ASSIGNMENT: Here is the task for the records below: repeat exactly the lines from the one with "breakwater, placing a dot on each." to the one with "silhouette, placing a dot on each.", both included, and nothing else.

::: DATASET RECORDS :::

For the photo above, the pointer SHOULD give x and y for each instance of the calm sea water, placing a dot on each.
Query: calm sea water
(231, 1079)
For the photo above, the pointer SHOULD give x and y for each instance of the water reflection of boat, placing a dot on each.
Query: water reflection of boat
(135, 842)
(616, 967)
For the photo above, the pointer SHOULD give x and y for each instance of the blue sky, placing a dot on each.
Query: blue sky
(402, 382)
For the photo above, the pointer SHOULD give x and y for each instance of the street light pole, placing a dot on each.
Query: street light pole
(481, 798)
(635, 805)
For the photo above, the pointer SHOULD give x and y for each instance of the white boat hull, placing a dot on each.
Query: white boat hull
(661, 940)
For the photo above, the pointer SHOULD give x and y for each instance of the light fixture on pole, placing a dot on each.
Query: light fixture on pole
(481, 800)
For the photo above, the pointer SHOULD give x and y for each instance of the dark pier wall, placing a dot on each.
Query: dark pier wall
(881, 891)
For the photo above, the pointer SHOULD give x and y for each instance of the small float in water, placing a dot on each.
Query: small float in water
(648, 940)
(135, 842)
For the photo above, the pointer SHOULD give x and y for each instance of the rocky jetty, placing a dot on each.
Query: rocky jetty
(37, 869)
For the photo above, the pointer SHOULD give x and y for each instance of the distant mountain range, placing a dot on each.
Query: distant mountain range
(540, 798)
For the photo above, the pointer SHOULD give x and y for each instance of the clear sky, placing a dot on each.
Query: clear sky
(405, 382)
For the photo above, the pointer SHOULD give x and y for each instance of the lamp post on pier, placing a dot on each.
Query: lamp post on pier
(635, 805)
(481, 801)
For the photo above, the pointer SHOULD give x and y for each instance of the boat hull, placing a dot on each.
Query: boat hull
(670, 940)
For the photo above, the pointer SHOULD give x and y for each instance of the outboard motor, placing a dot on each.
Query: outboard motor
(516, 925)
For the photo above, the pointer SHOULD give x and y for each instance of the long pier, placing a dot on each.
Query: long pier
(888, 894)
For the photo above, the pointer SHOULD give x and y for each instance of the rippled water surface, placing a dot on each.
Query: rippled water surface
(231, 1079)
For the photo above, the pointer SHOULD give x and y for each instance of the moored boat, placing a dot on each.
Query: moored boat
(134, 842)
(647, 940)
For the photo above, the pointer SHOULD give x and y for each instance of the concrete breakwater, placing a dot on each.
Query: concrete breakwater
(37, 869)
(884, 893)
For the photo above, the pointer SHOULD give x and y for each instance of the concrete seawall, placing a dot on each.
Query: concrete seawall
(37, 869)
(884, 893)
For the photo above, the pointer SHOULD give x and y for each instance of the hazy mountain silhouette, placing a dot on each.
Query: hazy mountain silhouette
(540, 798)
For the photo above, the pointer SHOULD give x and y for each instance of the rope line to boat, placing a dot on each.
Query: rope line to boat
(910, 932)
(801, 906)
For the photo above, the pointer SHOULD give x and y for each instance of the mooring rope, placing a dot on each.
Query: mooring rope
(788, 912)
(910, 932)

:::

SOLUTION:
For the photo above, the pointer SHOULD give x and y for each instance of the concrete breakwater, placing a dot on each.
Query: concrete breakwater
(37, 869)
(884, 893)
For the photo above, the pointer SHOULD give x and y for each instance of the concrete seawall, placing a dot on each.
Query: concrete seawall
(37, 869)
(884, 893)
For the photo above, the pointer SHOULD give x and y for each instance of the hazy mountain silhouette, placing a dot on each.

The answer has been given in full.